_Records for the task_:

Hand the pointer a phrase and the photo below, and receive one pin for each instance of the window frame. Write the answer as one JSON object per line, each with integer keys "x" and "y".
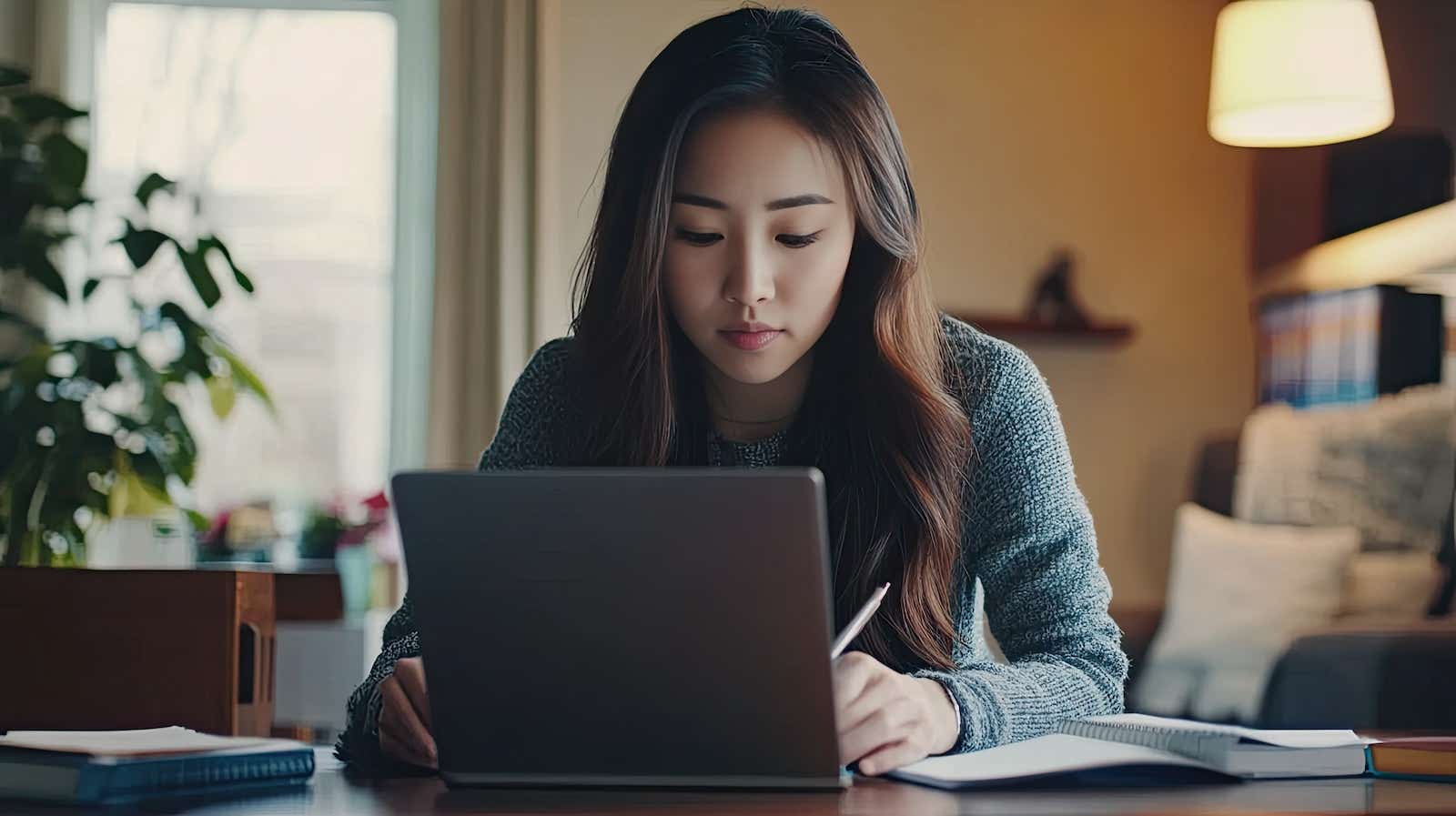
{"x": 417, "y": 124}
* * *
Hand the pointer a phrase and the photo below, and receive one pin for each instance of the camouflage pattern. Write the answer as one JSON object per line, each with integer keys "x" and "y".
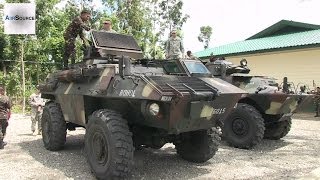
...
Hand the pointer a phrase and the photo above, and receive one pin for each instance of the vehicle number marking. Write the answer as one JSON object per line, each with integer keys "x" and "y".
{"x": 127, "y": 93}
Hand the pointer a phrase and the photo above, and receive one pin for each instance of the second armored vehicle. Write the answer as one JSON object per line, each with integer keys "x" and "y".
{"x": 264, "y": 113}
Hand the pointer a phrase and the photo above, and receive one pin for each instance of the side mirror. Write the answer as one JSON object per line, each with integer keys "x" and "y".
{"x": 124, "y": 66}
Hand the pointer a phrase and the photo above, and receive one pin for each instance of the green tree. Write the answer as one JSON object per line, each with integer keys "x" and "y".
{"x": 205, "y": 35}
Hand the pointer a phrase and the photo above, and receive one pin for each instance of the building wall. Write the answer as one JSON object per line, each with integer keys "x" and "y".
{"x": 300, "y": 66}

_Stated problem_:
Locate every line in the items above that contains the word "keys", with case counting, and copy each of those lines.

_Output below_:
Hand the pointer a phrase and the photo below, and receive one pin for each instance of the window frame. Write the answer as one JSON object per line, each with integer keys "x" and "y".
Hand the pointer a phrase and the photo below, and receive one pin for each instance of the camouflage pattern. Write the answer as one JSON object per line, each with integer keys "x" and "y".
Hand the pointer a phrase and the photo above, and receive one pin for each instance of the vehicle number marking. Write the answer as one JSON object per line, each with integer keys "x" and "y".
Hand the pointer a phrase and the photo above, and receive one pin for each instance of the second armored vehicle. Write the answer as one JSON object per line, each with integer keys "x" and "y".
Hand the pointer a phrase and the photo above, and receive one pin for each instance of the side mirror. Write the answer as one JSON object per line, each with integer keys "x" and "y".
Hand the pointer a phrase and the photo above, and receive one pin for each instance of the green tree. Write the answer as one JSON object per line, each with integer keys "x" and "y".
Hand the pointer a phrase and the photo above, and receive one pin for each instance of the building wall. Write the answer as one JSON object per line, each with integer keys "x" and "y".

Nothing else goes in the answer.